> [Task brief]
Pick out every line in the listing below that contains the string "Coordinates", matching its case, and copy those lines.

(Entries taken from a collection)
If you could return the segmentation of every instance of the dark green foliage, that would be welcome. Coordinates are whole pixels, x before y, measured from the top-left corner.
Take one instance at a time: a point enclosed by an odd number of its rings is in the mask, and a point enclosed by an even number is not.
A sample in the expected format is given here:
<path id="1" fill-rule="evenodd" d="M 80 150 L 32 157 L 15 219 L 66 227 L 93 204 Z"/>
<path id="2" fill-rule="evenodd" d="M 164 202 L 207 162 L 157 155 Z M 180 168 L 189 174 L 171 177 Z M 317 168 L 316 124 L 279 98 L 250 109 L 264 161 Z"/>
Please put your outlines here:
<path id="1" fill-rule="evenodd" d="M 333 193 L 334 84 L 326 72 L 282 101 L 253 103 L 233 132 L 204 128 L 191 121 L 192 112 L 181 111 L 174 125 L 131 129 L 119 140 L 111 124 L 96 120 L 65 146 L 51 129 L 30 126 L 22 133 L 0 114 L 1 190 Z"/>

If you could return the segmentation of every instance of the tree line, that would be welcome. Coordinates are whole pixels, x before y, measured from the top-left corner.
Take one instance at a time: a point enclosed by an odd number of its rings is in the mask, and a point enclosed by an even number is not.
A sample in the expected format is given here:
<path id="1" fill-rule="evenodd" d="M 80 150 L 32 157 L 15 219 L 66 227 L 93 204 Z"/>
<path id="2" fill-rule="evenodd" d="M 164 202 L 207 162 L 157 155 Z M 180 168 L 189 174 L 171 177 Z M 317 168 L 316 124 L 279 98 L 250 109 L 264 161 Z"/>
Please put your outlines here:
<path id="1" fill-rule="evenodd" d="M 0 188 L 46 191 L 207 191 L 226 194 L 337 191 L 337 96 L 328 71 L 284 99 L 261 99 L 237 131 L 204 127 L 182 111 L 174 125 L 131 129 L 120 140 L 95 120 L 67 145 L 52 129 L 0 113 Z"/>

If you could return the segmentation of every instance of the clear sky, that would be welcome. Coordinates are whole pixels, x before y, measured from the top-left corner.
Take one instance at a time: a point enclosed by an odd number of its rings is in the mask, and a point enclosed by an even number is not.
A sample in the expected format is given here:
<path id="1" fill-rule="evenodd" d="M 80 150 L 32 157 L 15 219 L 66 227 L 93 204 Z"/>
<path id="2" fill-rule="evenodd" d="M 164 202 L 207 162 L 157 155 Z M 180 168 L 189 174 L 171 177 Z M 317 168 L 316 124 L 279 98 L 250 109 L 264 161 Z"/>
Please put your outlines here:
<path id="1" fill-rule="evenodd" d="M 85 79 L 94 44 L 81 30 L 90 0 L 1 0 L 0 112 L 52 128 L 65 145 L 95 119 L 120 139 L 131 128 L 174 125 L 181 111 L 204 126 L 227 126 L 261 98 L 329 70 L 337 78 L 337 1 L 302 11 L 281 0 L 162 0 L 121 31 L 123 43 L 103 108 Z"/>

> [Answer to this problem]
If you could return the segmentation of every instance of the dark green foliage, that would be welcome. Coordinates are whole pixels, x before y, measured from the top-left corner.
If you could return the segmentation of every instance of the tree line, that would be welcome. Coordinates are whole pixels, x before y, measured from the top-left corner.
If you could return the segmentation of every instance of the clear sky, that would be welcome. Coordinates are whole pixels, x before y, measured from the top-left corner.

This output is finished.